**Do this**
Beginning at the line that contains "Would you be able to point to the great", transcribe the remaining lines of the listing exactly; include the final line and omit everything before.

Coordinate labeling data
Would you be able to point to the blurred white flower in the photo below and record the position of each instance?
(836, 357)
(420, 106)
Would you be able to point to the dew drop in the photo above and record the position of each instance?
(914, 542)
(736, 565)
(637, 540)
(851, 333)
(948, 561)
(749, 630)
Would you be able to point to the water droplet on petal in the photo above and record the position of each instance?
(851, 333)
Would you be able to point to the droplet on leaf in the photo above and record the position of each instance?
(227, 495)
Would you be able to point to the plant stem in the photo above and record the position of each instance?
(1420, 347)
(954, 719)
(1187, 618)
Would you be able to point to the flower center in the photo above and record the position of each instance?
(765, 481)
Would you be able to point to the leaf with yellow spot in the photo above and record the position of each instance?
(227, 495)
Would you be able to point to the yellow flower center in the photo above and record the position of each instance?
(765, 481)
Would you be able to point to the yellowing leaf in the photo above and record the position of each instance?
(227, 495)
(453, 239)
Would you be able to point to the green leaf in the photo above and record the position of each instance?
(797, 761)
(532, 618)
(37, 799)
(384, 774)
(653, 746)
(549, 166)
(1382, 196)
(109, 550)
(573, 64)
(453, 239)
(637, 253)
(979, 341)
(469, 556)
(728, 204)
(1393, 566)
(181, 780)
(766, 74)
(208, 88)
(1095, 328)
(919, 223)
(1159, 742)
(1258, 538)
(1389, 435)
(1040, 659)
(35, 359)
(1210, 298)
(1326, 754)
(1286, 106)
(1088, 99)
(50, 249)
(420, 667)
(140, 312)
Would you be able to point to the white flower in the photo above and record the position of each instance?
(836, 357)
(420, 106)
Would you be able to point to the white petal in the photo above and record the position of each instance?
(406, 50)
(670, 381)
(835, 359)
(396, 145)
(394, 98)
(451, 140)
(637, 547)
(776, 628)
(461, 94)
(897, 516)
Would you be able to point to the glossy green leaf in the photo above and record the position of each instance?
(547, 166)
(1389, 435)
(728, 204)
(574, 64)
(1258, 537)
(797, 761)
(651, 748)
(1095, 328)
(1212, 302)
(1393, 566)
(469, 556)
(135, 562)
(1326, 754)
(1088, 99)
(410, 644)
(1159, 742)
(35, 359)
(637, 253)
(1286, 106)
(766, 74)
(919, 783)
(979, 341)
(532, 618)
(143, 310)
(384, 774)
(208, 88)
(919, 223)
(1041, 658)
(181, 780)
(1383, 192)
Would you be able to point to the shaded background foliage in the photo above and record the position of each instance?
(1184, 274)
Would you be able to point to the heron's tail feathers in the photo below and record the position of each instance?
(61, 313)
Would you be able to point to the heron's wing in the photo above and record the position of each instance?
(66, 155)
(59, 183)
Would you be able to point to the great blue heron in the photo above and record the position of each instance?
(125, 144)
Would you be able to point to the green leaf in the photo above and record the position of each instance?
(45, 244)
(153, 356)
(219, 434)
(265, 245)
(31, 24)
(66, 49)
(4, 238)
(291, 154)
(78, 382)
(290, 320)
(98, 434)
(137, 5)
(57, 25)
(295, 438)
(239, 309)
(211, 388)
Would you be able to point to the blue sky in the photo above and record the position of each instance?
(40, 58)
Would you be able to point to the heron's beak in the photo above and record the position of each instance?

**Completed exercise**
Would you be able to point to the great blue heron in the photo above and record the position of each instance?
(125, 144)
Would you be able to point to the green leaf in the photo above and record the position of each instance?
(45, 244)
(153, 356)
(219, 434)
(265, 245)
(31, 24)
(66, 49)
(4, 238)
(291, 154)
(78, 382)
(290, 320)
(98, 434)
(137, 5)
(57, 25)
(295, 438)
(239, 309)
(211, 388)
Would you be able to point to the blue sky in the photo above and record the position of each instance?
(40, 58)
Would you be able to point to the heron's beak in the photo above and record the position of each instance?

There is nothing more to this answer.